_Problem_
Repeat the listing below in full, exactly as it stands.

## begin Records for the exercise

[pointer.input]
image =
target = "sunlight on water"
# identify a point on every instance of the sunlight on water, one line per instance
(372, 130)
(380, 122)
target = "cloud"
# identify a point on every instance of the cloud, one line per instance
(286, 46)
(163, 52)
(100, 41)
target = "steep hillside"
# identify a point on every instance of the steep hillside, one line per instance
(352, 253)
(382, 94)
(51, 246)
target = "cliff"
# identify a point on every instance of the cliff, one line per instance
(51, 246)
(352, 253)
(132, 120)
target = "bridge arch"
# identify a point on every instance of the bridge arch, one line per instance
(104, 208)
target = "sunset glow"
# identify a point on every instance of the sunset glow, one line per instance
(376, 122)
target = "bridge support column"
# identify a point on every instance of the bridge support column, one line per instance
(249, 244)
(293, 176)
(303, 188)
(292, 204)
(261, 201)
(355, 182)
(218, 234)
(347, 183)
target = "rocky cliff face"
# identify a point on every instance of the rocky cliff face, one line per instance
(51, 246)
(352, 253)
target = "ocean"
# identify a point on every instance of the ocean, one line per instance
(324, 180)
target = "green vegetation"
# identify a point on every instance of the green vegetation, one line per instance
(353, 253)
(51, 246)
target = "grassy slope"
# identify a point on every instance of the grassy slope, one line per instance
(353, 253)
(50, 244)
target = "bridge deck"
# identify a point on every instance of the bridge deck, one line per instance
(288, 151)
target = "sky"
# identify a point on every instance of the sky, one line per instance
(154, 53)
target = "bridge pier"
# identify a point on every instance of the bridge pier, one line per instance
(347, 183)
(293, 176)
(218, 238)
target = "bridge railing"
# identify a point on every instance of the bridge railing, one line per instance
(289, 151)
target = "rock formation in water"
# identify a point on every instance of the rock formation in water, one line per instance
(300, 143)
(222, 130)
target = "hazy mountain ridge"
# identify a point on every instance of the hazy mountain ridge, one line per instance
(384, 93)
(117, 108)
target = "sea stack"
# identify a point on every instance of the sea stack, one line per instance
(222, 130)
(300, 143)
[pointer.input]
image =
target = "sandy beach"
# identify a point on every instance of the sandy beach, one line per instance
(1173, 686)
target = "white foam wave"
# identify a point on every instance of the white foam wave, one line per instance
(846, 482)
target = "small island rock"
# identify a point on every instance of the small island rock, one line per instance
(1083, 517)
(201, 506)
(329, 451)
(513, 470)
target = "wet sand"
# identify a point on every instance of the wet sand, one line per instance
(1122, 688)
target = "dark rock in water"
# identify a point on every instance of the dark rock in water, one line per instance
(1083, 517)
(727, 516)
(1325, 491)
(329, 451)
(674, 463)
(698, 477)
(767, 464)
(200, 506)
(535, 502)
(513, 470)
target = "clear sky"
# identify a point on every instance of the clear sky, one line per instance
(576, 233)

## end Records for the exercise

_Exercise output_
[pointer.input]
image =
target = "sunlight on water"
# identify a point on every instance of the sunlight on water, one line per instance
(372, 130)
(380, 122)
target = "cloud"
# identify a point on every instance of the cloud, one line per instance
(286, 46)
(163, 52)
(100, 41)
target = "steep hillside"
# identify a point on every instance of the steep hillside, one line per instance
(352, 253)
(382, 94)
(51, 246)
target = "cliff"
# identify a point on every instance of the cliff, one line per instance
(51, 246)
(352, 253)
(132, 120)
target = "bridge arch"
# identify a point on every instance of the bridge arch, one line per instance
(104, 208)
target = "sunset glow"
# identify a point on every instance of the sunset glow, one line per instance
(376, 122)
target = "bridge support column"
# identify a point on every instance of the bridge support column, one line per instance
(249, 244)
(293, 176)
(303, 188)
(292, 204)
(261, 201)
(355, 182)
(218, 234)
(347, 183)
target = "rocky cliff face"
# identify a point on every instance of the rocky cliff face, one line per instance
(51, 246)
(352, 253)
target = "ocean"
# identify a point on every instance of the ocean, one line per instance
(324, 180)
target = "green vegetation"
# identify a point on every instance of the green vegetation, one line per instance
(353, 253)
(51, 246)
target = "grassy slope"
# identify a point on every instance of the grassy slope, one line per instance
(353, 253)
(50, 244)
target = "bridge deck"
# identify a point on every instance of the bridge deck, one line per instance
(288, 151)
target = "sky"
# identify a point on every instance of the sky, one line per instance
(154, 53)
target = "bridge pier"
# identify a point on every instance of the bridge pier, one line per instance
(347, 183)
(293, 176)
(218, 238)
target = "bridge railing"
# identify a point on every instance of the bridge railing, one line per instance
(289, 151)
target = "rock formation in water"
# identify a point on every instance of the rock formation in water, one line per instance
(300, 143)
(222, 130)
target = "hazy mountain ridge"
# identify a point on every instance of the hazy mountain ridge, one line per instance
(384, 93)
(117, 108)
target = "sea stack"
# identify a point on every instance of the sea stack, one line per instance
(222, 130)
(300, 143)
[pointer.input]
image =
target = "sandy beach"
# identify a point on every instance of the sandy beach, one line per instance
(1173, 686)
target = "white foam wave"
# identify a point on every instance of the white foam wave, one line per instance
(846, 482)
target = "small island rock"
# identify a point on every instance of the small island rock, one line per instance
(1083, 517)
(201, 506)
(329, 451)
(513, 470)
target = "wet sand"
# identify a point on every instance of the wet sand, one line per instance
(1122, 688)
target = "dark rock in water"
# identify a point on every instance of the dark rock in water, one line per instance
(1083, 517)
(727, 516)
(1325, 491)
(329, 451)
(674, 463)
(698, 477)
(767, 464)
(200, 506)
(535, 502)
(513, 470)
target = "clear sky"
# identify a point on every instance of the clear sky, one line per instance
(576, 233)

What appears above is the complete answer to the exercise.